O receio de retrocesso não é à toa. Ao contrário, os EUA já até apresentaram proposta formal contrária ao artigo 85 (sobre a repartição de benefícios) do Plano de Implementação, o principal texto em discussão na conferência, nas quatro reuniões preparatórias patrocinadas pela ONU (Organização das Nações Unidas) para a Rio +10. E tiveram apoio tácito da UE (União Européia).
Carvalho não esconde que recebeu com alívio a decisão do presidente norte-americano George W. Bush de não ir a Johannesburgo e enviar em seu lugar o secretário de Estado, Colin Powell: "O Bush assumiu desde o início uma posição francamente retrógrada e reacionária em relação a questões ambientais. O Colin Powell tem uma posição mais pró-ativa", disse o ministro, engenheiro florestal, que completa 50 anos no dia 5 de setembro.

Origem da miséria
Quanto ao debate sobre a pobreza, EUA e União Européia têm uma posição distinta. Os norte-americanos tentam difundir a idéia de que não se deve discutir a questão num fórum sobre ambiente. Já os europeus concordam que o tema é obrigatório.
Para o Brasil, não é possível discutir desenvolvimento sustentável sem entrar no espinhoso debate sobre "a origem da miséria, que não é local nem regional, mas tem profunda origem na injusta e inadmissível ordem mundial", como disse Carvalho.

● **Tarefas propostas**:
1: Como fica em inglês a frase "Já os europeus concordam que o tema é obrigatório.", do texto sobre a Rio +10?
2: Como você resumiria o texto sobre a Rio +10 em duas frases?
3: Repita, do texto sobre a Rio +10, o trecho que se abre com as palavras "O receio de" e se fecha com "UE (União Européia).".

● **Dados apresentados**:
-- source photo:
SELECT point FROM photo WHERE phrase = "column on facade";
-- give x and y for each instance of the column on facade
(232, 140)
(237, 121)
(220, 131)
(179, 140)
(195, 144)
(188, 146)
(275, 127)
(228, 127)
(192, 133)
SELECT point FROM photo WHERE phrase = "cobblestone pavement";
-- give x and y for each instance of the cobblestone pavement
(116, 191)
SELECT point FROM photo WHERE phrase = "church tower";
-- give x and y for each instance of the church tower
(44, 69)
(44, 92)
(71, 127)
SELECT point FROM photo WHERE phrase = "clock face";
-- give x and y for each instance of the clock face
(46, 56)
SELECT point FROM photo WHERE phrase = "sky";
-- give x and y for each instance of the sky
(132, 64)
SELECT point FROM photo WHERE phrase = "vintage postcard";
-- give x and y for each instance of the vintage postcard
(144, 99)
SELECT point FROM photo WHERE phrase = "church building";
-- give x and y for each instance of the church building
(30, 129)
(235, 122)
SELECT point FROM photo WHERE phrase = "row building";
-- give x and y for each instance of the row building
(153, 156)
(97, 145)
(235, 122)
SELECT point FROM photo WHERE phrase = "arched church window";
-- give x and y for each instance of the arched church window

● **Respostas por tarefa**:
1: The Europeans, on the other hand, agree that the topic is mandatory.

2: Os EUA apresentaram, com apoio tácito da UE, proposta formal contrária ao artigo 85 do Plano de Implementação, e o ministro Carvalho recebeu com alívio a decisão de Bush de enviar Colin Powell a Johannesburgo em seu lugar. No debate sobre a pobreza, os norte-americanos defendem que o tema não deve ser discutido num fórum sobre ambiente, os europeus o consideram obrigatório e, para o Brasil, a miséria tem origem na injusta ordem mundial.

3:
O receio de retrocesso não é à toa. Ao contrário, os EUA já até apresentaram proposta formal contrária ao artigo 85 (sobre a repartição de benefícios) do Plano de Implementação, o principal texto em discussão na conferência, nas quatro reuniões preparatórias patrocinadas pela ONU (Organização das Nações Unidas) para a Rio +10. E tiveram apoio tácito da UE (União Européia).